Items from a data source
************

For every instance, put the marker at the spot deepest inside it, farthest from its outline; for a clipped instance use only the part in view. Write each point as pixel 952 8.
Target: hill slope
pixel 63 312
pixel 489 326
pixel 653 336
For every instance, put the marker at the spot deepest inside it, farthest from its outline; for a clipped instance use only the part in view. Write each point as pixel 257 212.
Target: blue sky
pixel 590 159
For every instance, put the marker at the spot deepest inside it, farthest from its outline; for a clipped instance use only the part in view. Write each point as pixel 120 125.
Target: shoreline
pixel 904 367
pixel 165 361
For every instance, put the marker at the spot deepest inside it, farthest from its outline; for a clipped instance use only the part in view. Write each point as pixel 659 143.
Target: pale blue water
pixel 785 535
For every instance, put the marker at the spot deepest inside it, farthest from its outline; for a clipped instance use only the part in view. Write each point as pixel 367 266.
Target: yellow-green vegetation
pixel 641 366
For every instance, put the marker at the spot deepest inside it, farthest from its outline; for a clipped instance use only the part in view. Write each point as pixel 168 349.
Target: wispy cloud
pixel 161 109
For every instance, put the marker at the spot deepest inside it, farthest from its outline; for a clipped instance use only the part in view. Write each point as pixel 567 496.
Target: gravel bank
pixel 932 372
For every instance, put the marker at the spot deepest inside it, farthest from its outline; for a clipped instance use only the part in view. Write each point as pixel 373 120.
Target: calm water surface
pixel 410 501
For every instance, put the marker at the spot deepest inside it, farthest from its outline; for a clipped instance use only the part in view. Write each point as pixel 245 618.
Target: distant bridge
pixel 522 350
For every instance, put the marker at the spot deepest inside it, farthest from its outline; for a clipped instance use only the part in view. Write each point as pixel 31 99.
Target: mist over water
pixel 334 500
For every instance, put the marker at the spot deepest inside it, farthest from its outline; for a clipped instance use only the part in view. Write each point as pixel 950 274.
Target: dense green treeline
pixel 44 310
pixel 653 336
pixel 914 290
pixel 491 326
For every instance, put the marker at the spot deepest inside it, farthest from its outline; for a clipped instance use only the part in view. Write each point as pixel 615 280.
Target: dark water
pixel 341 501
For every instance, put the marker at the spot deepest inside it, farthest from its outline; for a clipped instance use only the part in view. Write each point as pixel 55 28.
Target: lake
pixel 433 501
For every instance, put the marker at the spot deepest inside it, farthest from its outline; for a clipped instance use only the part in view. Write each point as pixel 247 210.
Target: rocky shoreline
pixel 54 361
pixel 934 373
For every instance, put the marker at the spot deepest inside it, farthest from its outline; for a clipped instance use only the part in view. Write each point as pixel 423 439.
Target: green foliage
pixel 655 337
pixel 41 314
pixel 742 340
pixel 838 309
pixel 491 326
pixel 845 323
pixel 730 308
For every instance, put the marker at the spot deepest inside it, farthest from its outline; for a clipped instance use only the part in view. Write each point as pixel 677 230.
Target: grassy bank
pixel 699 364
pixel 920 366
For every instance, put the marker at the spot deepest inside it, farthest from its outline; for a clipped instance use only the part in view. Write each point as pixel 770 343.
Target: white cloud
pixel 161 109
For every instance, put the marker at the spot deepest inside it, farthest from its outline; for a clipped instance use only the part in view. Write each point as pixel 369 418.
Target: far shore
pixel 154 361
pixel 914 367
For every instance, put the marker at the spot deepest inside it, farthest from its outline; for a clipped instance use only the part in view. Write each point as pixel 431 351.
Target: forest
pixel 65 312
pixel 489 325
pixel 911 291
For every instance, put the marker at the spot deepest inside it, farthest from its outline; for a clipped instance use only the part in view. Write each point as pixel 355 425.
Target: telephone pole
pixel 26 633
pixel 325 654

************

** WHAT YOU ARE ASKED TO DO **
Render the items as a two-column CSV with the header item_text,answer, one row per item, with each value in one double-quoted field and line breaks replaced by spaces. Start at the line that contains "pixel 168 349." and stop after the line that contains "pixel 932 372".

** SOLVED PROBLEM **
item_text,answer
"For every instance, put the marker at the spot deepest inside it, farthest from its outline; for a clipped instance use only the part in view. Write each point as pixel 168 349. Target: wispy cloud","pixel 161 109"
"For every instance, put the marker at the spot deepest inside it, farthest from its outline; for a clipped instance use only the part in view. Write each point as pixel 567 496. Target: gravel bank","pixel 932 372"